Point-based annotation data
━━━

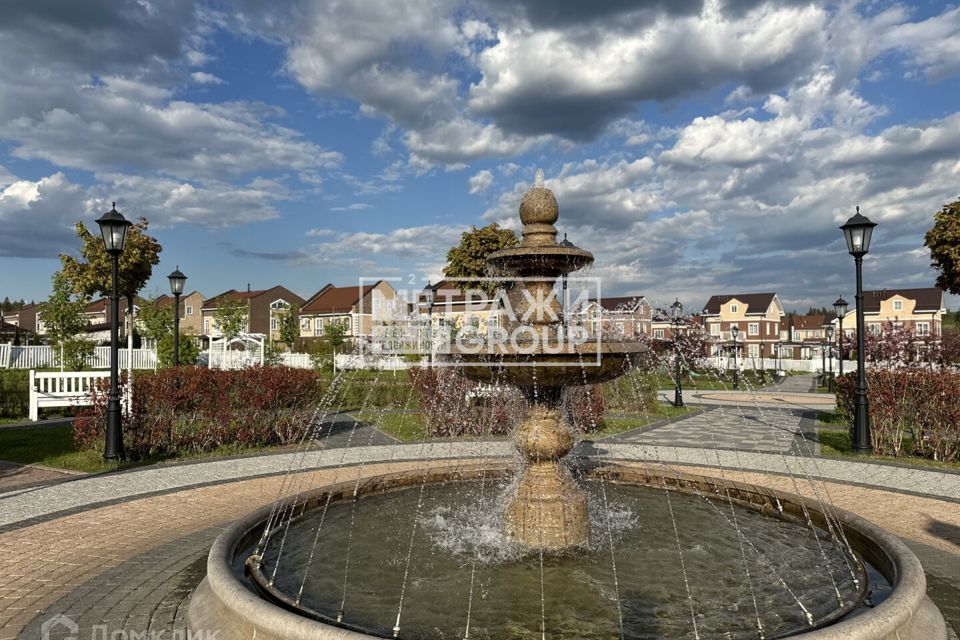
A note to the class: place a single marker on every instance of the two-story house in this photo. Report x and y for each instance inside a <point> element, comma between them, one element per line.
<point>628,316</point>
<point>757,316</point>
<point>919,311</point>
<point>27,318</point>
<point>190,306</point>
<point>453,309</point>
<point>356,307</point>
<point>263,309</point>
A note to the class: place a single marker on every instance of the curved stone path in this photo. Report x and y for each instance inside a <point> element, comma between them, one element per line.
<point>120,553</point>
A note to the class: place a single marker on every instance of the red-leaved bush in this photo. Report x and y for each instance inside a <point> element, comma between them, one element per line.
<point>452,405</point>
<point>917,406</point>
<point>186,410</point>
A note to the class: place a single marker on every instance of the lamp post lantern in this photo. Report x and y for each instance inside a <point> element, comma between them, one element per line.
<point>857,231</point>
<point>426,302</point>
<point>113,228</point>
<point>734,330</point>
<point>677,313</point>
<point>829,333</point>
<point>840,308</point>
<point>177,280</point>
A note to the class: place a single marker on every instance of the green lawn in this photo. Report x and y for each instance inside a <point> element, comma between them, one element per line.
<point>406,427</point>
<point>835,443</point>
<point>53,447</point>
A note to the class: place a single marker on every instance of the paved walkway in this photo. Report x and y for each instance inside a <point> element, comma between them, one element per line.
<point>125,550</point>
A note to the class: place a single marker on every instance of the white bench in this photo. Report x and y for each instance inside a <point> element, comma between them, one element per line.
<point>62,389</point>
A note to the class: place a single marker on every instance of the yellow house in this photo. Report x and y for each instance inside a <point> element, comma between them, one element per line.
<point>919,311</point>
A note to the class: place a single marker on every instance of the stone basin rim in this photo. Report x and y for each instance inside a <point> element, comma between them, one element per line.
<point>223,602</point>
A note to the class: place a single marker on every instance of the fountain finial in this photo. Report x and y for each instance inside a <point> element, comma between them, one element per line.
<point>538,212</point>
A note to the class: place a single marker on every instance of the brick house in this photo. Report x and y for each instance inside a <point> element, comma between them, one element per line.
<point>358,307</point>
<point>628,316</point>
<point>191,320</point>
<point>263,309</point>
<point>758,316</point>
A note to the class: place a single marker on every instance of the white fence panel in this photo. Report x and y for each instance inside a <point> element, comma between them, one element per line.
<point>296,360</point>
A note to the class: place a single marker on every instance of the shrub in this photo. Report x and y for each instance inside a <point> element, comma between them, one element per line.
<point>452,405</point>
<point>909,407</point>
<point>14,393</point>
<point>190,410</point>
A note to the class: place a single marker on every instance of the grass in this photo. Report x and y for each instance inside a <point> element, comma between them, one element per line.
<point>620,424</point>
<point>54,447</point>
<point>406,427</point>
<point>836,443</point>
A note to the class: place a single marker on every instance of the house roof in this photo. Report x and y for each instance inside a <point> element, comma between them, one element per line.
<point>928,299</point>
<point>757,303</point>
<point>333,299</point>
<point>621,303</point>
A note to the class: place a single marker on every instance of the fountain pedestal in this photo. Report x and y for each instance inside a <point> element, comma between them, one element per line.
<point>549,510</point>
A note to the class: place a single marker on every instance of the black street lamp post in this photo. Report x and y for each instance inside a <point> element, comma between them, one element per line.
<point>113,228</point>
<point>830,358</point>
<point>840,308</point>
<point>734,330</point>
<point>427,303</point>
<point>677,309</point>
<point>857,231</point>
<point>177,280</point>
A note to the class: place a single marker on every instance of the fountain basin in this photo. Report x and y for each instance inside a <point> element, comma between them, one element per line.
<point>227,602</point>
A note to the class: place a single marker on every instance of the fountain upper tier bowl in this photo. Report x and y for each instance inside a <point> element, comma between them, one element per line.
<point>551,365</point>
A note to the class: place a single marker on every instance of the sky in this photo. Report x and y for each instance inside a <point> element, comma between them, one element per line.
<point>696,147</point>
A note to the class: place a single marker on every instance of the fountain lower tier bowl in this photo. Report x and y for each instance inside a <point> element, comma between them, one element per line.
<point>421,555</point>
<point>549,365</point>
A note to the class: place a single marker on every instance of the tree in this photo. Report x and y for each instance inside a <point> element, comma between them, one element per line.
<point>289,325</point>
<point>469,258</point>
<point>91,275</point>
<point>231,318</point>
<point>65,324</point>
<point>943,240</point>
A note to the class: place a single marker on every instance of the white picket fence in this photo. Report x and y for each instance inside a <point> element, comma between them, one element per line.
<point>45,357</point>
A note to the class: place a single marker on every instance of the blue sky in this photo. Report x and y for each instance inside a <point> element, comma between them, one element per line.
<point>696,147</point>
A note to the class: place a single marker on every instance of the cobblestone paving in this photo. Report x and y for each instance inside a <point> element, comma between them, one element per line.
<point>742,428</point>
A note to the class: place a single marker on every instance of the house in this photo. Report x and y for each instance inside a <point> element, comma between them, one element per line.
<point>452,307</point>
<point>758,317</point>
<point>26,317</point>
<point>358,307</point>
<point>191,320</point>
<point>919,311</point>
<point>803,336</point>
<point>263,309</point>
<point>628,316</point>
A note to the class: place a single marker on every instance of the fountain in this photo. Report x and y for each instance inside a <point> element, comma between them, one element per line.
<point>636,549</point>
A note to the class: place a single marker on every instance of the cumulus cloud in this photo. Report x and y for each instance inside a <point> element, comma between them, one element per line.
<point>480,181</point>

━━━

Task requirements:
Write out the items, unchanged, from the line containing "of the shrub" down through the line containing "<point>549,510</point>", including both of those lines.

Finished exercise:
A note to the class: place a single marker on every instance of the shrub in this photo. Report x and y for each instance inside a <point> element, comma between them, one element per line.
<point>452,405</point>
<point>909,407</point>
<point>14,393</point>
<point>190,410</point>
A note to the class: place a single marker on every instance of the grass in this photo. Report x and y for each instance inside a <point> element, comma between them, one element per line.
<point>620,424</point>
<point>54,447</point>
<point>406,427</point>
<point>836,443</point>
A note to the class: place a single marker on every instance of the house roof in this photo. Report x and y for each instance inside a <point> element, comma between them, one element per line.
<point>928,299</point>
<point>757,303</point>
<point>333,299</point>
<point>621,303</point>
A note to the class: place a single marker on every instance of the fountain pedestal in this photo. Report x and y for each instance inside a <point> element, comma between them, one element per line.
<point>549,510</point>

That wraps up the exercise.